*To do*
Please retype everything in the material below, from its first line down to the line containing "[126, 63, 338, 306]", including both of those lines.

*Data excerpts*

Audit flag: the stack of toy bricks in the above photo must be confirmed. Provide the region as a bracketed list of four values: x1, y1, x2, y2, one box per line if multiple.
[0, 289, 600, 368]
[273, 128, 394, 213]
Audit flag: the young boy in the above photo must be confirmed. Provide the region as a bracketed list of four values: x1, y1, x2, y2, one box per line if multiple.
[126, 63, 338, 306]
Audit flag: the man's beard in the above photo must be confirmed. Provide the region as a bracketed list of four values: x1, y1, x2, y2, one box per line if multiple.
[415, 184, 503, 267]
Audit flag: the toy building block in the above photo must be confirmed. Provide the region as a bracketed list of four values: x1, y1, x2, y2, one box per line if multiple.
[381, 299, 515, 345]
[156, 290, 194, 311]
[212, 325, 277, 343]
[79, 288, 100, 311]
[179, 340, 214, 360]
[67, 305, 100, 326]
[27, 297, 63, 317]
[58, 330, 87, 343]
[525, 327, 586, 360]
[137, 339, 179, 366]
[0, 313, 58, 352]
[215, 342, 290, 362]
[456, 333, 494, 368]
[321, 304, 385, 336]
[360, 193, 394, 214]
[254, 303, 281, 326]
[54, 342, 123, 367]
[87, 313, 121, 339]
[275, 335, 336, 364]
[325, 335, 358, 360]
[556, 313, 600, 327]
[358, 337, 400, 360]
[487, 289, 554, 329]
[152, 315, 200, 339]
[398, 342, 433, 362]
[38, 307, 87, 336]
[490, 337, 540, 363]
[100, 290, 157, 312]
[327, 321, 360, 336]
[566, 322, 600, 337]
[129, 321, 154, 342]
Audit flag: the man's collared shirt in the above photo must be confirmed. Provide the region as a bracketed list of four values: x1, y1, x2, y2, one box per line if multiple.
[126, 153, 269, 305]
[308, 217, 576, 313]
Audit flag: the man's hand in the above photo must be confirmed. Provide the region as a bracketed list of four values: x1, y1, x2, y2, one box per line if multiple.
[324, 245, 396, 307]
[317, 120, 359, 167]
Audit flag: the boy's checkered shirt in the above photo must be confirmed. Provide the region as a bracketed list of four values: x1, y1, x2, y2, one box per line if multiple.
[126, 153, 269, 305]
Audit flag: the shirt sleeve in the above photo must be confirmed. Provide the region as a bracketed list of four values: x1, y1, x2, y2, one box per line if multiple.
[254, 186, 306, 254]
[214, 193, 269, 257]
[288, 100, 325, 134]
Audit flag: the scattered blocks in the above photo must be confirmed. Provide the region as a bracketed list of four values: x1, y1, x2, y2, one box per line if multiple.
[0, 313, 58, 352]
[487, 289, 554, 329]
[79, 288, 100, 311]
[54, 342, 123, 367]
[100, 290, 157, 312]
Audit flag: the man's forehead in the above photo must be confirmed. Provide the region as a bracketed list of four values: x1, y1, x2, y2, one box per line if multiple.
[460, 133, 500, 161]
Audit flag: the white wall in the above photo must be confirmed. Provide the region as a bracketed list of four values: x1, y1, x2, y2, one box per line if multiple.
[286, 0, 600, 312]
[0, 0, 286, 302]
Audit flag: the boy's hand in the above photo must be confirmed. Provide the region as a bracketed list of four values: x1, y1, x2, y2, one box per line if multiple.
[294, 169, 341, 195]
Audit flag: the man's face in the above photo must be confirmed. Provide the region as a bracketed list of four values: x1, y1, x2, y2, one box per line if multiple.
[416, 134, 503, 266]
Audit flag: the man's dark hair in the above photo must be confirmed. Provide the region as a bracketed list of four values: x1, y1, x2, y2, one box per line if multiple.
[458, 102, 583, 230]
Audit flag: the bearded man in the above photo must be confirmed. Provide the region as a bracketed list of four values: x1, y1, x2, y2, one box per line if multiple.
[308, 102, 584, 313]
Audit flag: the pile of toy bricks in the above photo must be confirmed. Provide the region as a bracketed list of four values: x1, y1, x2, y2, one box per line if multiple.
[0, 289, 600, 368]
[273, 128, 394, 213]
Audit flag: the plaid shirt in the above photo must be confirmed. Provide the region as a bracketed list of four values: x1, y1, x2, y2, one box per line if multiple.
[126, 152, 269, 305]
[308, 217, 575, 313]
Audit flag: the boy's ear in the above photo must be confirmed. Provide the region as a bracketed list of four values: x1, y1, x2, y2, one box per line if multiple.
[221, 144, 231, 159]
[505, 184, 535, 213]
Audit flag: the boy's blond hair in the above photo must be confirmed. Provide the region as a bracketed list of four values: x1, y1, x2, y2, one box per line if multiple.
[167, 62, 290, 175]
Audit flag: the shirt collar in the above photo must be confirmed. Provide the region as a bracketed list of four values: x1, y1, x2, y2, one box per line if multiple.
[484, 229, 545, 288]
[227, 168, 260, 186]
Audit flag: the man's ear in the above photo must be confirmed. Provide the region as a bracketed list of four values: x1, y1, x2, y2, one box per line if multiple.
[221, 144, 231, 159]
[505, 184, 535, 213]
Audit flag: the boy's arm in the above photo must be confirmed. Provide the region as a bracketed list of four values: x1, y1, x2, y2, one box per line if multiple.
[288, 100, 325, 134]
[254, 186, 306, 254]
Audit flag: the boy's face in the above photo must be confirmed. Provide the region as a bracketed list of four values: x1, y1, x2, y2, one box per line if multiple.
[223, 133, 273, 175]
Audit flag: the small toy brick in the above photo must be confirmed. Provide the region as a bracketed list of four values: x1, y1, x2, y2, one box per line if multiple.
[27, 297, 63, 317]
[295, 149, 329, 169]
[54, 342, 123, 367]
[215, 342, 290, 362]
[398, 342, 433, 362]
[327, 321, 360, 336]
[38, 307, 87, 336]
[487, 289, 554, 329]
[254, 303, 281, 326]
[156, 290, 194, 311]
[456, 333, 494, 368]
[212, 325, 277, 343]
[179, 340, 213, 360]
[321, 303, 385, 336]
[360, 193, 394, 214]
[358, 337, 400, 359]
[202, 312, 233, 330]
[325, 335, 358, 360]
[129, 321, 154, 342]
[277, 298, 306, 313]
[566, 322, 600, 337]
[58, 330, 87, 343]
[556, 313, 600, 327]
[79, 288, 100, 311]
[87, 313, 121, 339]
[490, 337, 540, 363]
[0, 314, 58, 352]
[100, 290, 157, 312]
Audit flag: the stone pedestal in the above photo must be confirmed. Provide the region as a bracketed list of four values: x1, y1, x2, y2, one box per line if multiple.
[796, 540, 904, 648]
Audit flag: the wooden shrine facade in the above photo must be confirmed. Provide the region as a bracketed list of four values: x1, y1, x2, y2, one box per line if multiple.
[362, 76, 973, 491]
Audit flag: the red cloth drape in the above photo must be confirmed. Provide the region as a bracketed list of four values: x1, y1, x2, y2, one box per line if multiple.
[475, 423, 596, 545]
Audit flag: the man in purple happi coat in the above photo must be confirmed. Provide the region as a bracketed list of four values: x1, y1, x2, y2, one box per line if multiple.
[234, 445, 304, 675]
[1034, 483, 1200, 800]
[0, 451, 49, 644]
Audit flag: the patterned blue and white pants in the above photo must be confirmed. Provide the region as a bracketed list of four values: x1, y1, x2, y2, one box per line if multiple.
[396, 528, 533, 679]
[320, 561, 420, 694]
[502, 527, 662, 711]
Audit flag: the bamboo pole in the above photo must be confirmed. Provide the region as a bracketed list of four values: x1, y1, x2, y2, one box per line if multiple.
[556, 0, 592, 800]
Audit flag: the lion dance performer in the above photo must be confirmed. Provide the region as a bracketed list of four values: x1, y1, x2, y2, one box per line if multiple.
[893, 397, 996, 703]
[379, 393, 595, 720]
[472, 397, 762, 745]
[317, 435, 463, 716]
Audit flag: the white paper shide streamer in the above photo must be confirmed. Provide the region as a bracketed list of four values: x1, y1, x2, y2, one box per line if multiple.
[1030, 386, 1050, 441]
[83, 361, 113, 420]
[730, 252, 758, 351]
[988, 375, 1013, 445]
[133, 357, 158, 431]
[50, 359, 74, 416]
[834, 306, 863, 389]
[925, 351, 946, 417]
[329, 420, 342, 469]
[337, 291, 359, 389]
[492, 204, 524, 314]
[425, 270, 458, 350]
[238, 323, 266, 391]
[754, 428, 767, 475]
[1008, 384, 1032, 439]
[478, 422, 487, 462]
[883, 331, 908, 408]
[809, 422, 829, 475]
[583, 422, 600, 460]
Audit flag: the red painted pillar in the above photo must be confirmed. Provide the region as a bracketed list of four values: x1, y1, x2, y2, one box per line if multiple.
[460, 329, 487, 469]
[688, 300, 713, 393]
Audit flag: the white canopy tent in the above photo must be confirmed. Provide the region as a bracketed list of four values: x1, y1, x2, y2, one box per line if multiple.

*Exercise solution*
Audit flag: the stack of toy bricks in the above photo must be confirmed. Provide the region as a bracketed list of four values: x1, y1, x2, y2, one box per line if multiple.
[0, 289, 600, 368]
[273, 128, 394, 213]
Audit flag: the young boy in the above photo must be confirmed. Provide the region as a bracketed list of four values: x1, y1, x2, y2, one box per line if multiple.
[126, 63, 338, 306]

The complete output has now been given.